• Task goal:
Report every line below that contains the word "woman", copying each such line in full. Case counts, so a line counts only if the letters match in case.

• Material for this exercise:
============

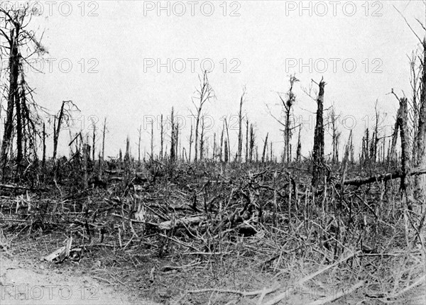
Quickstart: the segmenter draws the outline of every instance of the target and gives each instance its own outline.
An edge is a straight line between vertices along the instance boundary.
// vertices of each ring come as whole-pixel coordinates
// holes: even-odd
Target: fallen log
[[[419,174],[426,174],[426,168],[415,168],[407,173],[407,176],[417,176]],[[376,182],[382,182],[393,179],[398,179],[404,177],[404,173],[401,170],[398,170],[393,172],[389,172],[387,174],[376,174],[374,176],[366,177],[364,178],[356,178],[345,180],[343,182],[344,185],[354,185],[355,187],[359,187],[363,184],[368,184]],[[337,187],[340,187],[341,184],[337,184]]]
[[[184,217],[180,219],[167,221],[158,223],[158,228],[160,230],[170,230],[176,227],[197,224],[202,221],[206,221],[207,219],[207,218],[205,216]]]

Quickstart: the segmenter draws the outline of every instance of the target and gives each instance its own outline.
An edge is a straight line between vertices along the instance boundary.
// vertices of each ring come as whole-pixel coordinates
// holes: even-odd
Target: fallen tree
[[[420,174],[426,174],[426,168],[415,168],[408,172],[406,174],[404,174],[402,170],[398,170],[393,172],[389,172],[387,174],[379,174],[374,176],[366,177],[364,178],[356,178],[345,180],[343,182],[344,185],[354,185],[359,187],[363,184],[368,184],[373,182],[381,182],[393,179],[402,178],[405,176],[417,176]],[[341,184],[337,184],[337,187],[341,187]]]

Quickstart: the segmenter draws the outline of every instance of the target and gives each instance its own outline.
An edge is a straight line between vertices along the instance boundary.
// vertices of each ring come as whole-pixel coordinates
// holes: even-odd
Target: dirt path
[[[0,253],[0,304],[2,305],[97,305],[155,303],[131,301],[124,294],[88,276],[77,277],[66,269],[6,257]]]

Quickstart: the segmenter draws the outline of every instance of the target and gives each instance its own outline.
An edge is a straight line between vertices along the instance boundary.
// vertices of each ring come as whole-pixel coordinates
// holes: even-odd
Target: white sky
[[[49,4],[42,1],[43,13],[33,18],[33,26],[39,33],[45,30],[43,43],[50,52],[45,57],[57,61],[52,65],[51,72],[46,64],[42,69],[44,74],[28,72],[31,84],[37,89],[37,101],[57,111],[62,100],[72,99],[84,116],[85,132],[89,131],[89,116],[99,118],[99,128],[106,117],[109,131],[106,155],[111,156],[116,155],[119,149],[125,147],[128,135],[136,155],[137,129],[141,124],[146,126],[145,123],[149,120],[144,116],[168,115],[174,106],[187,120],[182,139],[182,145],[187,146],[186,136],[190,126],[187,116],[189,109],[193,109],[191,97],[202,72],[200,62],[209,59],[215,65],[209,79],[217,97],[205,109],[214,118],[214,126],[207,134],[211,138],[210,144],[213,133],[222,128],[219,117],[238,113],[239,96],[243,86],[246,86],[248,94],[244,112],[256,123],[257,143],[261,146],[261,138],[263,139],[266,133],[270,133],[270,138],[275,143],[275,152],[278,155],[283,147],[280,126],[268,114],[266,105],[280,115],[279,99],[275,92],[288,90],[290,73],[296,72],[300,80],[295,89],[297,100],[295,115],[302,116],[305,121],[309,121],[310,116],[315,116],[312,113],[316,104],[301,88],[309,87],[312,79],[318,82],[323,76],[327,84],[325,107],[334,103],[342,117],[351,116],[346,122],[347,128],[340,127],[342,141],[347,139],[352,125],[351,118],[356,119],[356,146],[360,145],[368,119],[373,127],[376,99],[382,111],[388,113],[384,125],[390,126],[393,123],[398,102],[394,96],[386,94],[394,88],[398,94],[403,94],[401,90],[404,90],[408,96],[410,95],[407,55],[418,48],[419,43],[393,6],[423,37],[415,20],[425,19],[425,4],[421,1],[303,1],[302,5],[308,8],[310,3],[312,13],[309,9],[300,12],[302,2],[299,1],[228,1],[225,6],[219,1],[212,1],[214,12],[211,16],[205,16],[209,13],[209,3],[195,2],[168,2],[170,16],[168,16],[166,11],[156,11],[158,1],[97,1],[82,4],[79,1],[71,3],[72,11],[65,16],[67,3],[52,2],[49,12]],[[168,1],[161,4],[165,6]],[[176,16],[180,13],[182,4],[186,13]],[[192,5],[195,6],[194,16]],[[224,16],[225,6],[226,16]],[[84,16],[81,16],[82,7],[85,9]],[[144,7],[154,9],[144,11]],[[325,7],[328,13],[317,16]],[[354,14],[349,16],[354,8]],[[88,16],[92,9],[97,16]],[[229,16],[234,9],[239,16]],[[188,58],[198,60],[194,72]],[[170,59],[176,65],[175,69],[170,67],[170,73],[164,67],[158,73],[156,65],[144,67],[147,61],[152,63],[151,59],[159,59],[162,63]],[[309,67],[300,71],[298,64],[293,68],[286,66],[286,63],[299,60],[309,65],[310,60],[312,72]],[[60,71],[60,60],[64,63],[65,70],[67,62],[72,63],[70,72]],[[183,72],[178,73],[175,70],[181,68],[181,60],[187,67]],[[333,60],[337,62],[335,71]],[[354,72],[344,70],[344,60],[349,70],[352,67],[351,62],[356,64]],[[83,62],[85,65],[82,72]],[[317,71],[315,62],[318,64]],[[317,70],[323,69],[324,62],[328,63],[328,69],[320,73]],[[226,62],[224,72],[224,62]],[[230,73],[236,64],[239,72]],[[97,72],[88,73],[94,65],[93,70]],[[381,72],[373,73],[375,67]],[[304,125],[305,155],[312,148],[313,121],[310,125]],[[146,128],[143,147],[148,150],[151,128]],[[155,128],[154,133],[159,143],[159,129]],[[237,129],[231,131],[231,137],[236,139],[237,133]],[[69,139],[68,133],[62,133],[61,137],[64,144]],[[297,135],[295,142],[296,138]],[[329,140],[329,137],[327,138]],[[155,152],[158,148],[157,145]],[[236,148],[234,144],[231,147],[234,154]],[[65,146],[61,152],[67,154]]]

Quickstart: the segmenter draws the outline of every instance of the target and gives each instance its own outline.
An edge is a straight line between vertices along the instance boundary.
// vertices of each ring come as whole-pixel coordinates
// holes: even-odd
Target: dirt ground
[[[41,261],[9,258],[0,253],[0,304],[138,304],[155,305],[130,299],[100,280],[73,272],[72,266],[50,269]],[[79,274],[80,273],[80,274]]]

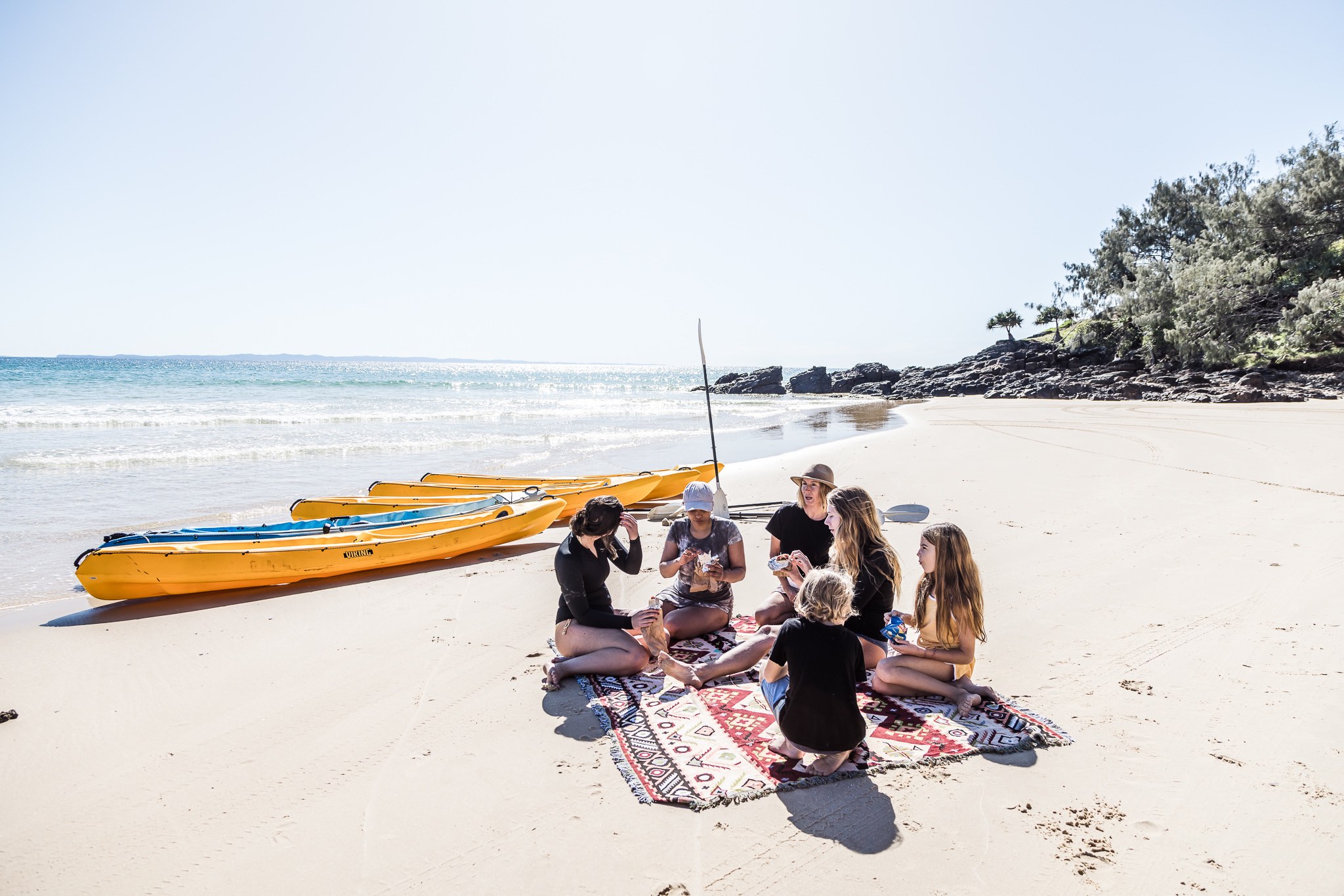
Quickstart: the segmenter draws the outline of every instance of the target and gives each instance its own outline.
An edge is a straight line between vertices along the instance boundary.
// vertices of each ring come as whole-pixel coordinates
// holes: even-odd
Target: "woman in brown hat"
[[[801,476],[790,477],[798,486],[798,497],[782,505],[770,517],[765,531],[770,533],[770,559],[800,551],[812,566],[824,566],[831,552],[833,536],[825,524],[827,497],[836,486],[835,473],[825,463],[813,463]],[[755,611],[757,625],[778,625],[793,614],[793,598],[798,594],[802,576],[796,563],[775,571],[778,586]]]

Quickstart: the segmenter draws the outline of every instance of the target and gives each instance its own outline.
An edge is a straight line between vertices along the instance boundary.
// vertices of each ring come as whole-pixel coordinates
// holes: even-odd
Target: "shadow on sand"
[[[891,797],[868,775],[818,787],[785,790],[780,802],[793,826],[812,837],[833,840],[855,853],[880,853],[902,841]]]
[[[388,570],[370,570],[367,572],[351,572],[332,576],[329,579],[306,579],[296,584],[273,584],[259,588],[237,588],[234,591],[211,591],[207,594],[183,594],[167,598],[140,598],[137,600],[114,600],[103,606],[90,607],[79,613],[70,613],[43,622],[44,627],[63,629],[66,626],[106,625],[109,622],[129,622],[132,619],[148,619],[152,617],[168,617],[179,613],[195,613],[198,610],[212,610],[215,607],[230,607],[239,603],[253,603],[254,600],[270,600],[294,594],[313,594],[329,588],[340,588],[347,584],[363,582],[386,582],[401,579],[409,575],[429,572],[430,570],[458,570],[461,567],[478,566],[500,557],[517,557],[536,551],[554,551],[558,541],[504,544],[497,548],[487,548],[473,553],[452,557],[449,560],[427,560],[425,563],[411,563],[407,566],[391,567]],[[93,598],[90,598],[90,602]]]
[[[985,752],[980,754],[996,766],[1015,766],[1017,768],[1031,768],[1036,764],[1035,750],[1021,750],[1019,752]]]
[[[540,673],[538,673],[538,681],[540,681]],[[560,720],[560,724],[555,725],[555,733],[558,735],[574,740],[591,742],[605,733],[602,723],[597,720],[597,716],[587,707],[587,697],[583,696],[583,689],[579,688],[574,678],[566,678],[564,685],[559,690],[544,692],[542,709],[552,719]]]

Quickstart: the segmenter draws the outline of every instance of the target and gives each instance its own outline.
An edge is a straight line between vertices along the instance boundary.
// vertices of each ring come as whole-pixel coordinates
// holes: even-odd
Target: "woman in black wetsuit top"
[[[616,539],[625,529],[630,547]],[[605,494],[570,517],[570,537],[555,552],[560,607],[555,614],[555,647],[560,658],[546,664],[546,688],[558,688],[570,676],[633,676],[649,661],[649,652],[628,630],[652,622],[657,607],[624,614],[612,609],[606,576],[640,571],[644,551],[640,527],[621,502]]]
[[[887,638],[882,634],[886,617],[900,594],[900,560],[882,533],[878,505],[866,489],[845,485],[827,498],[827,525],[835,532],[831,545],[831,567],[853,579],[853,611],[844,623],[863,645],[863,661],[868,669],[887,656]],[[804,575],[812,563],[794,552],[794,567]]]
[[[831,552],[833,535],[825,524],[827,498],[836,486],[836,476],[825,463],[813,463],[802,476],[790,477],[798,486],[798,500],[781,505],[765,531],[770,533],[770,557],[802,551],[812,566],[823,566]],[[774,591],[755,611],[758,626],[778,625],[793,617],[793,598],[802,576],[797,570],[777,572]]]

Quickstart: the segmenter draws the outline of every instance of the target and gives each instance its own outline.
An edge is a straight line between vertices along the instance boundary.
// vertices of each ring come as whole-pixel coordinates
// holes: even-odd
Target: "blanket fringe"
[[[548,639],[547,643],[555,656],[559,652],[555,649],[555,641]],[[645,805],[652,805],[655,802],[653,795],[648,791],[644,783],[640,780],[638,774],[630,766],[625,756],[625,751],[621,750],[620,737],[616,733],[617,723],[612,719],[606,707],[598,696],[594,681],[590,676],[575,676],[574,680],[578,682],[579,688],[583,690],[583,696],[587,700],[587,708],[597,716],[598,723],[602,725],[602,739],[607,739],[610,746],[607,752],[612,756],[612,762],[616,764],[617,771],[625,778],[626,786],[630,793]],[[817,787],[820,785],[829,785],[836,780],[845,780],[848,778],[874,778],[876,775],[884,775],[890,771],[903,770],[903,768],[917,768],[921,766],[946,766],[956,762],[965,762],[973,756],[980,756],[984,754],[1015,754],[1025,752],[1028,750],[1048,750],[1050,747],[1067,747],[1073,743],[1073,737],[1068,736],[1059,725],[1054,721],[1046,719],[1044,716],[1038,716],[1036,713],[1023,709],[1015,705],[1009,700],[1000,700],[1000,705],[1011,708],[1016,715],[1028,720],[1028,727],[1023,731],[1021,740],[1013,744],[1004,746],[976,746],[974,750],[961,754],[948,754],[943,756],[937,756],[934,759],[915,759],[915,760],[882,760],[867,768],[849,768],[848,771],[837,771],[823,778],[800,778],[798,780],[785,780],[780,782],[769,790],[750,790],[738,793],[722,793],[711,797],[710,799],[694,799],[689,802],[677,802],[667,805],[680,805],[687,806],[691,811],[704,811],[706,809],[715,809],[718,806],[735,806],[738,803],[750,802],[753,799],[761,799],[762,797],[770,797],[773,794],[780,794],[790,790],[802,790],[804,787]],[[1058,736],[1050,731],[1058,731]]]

============

• Result below:
Target: "woman in brown hat"
Target: "woman in black wetsuit top"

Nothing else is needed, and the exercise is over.